Description of the task –
The output must match the entries below exactly.

The data –
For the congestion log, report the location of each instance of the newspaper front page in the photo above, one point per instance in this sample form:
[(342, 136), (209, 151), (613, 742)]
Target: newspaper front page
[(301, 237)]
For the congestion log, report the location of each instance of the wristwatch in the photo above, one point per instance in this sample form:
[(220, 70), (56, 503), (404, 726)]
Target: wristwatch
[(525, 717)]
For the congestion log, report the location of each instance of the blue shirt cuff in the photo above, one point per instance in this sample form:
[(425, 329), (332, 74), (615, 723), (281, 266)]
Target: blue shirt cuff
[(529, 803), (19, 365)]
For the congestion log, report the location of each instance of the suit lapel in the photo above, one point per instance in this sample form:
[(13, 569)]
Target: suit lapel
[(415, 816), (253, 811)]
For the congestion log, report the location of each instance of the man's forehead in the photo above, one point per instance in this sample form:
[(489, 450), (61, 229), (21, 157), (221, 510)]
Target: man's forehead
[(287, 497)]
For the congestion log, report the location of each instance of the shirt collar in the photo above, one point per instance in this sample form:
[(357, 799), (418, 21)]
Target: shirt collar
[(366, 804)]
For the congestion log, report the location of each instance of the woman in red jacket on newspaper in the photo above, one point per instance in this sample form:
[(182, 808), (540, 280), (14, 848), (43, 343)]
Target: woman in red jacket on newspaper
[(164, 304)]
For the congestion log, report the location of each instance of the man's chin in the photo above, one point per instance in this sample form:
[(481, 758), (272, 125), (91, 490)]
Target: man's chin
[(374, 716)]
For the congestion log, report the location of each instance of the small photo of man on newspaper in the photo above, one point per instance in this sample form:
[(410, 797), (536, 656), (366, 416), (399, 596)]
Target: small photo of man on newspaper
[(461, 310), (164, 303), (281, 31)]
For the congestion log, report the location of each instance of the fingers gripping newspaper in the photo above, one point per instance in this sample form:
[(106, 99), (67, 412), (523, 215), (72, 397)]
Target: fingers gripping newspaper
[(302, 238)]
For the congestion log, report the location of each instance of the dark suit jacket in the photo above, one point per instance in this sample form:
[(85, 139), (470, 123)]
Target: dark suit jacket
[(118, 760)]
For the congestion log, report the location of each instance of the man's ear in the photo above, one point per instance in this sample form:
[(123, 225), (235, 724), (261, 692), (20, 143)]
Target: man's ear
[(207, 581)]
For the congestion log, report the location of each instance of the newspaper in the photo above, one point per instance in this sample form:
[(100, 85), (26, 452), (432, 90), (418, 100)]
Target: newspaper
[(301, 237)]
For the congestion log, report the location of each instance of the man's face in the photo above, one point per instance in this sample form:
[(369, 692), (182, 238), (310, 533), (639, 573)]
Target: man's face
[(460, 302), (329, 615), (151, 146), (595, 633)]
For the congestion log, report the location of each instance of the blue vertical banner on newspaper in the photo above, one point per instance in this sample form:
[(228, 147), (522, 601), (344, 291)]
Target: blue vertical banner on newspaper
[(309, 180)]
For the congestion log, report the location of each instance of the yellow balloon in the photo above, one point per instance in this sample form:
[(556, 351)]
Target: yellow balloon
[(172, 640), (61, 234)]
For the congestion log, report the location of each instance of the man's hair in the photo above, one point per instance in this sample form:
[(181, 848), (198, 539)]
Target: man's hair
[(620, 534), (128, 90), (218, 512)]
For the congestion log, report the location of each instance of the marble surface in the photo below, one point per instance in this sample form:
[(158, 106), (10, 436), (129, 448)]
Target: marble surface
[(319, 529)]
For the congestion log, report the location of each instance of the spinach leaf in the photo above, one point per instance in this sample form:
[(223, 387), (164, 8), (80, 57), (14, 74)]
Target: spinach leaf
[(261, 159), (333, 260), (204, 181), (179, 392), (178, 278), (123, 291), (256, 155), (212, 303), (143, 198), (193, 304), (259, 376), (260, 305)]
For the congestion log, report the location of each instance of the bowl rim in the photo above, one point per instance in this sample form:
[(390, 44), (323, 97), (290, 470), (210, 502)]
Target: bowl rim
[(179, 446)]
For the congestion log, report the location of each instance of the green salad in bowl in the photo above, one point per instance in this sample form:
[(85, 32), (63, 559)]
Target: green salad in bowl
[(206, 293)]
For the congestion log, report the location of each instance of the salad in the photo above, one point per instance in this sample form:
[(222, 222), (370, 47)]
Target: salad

Answer space –
For the congestion log, report the location of each instance of the newspaper front page in the photo above, one point per instance in this sample form:
[(342, 136), (209, 151), (613, 742)]
Target: newspaper front page
[(301, 237)]
For the congestion log, report the location of each instance of the wristwatch in the photo above, one point per instance in this sample form:
[(220, 70), (56, 503), (404, 726)]
Target: wristwatch
[(525, 717)]
For the congestion log, report the location of each instance of the blue shirt cuff in the photo above, one point per instance in this sample form:
[(425, 329), (332, 74), (615, 723), (281, 266)]
Target: blue shirt cuff
[(529, 803), (19, 365)]
For the congestion log, report the location of each instance of the suit lapel in the photo above, one point per instance in this sample form:
[(13, 569)]
Target: suit lapel
[(415, 816), (253, 811)]
For the congestion log, report the location of each instance of the man's forehead in the photo above, one point per instance in this sample form:
[(489, 450), (61, 229), (21, 157), (221, 510)]
Target: man's forehead
[(287, 497)]
For the congestion log, report the location of each instance of the shirt collar in the photo above, one point per instance in this sample form:
[(357, 799), (418, 21)]
Target: shirt collar
[(366, 804)]
For the congestion log, report the location of each instance of the woman in red jacket on newspaper in the photo above, one point per instance in this sample form:
[(182, 808), (540, 280), (14, 848), (43, 343)]
Target: woman in red jacket on newspaper
[(164, 304)]
For the congestion log, report the location of each instance of the man's chin in the photo above, one point per instance in this sample form:
[(481, 758), (272, 125), (91, 490)]
Target: man's chin
[(374, 716)]
For the congestion log, report the location of each instance of the small photo of man on newspaper in the photo above, one point per instance in this sample form:
[(410, 797), (536, 656), (366, 416), (399, 596)]
Target: small photo of man on newspaper
[(461, 310), (164, 303), (281, 31)]
For the congestion log, report the location of each instance of the fingers gripping newspaper in the photo above, one point per instance in this sample form:
[(106, 99), (67, 412), (523, 215), (72, 397)]
Target: fingers gripping newspaper
[(302, 238)]
For the congestion log, report the location of each instance of the dark suit jacket in the photo above, one point per instance in this sample form:
[(85, 139), (470, 123)]
Target: dark suit jacket
[(118, 760)]
For the congestion log, report the location of each instance of the man's ear in the photo above, one point per instance in this sample form:
[(123, 225), (235, 724), (261, 692), (20, 143)]
Target: man's ear
[(207, 581)]
For the congestion log, report the location of each instance of the newspaper in the photo above, one point per instance in this sample form:
[(100, 85), (26, 452), (432, 90), (418, 100)]
Target: newspaper
[(301, 237)]
For the congestion log, report the location of each instance of the man's face in the photo above, one point per instance in this sample form:
[(369, 692), (182, 238), (310, 533), (639, 573)]
Target: man's face
[(460, 302), (329, 615), (151, 146), (595, 633)]
For the congestion log, report the location of each instance of the blue vertical banner on newspaper in the photo above, one point per instance in this sample form:
[(228, 147), (522, 601), (344, 291)]
Target: blue vertical banner on newspaper
[(309, 180)]
For the congestion log, report the location of each instance of the yellow balloon in the photo above, one point per instance in this sample form:
[(556, 351)]
Target: yellow balloon
[(172, 640), (61, 234)]
For the congestion log, report the location of each instance of the man's hair in the photo above, one point per instance in this sample form:
[(181, 848), (198, 539)]
Target: man's hair
[(620, 534), (128, 90), (218, 512)]
For the congestion log, report the location of each instance of the marble surface in the photo below, one point per instance in this sample form:
[(158, 106), (10, 436), (129, 448)]
Target: marble surface
[(319, 529)]
For the congestion log, report the location of each instance of the spinach leaf in the photo above, one point per instance in this sample form:
[(223, 387), (164, 8), (80, 57), (14, 74)]
Target: spinach leaf
[(261, 159), (333, 260), (204, 181), (179, 392), (178, 278), (123, 291), (256, 155), (212, 303), (143, 198), (193, 304), (259, 376), (260, 305)]
For the congestion log, report the location of each instance of the bowl rim in the photo above, one point per instance in this sample form:
[(390, 44), (323, 97), (290, 470), (210, 502)]
Target: bowl rim
[(179, 446)]
For the congestion log, report the location of each instance of the green salad in bowl in the photo above, one point per instance in this sample form:
[(85, 32), (63, 559)]
Target: green salad in bowl
[(206, 293)]
For the congestion log, report the location of each instance of the salad in the photo above, one point per instance in this sample form:
[(222, 222), (370, 47)]
Target: salad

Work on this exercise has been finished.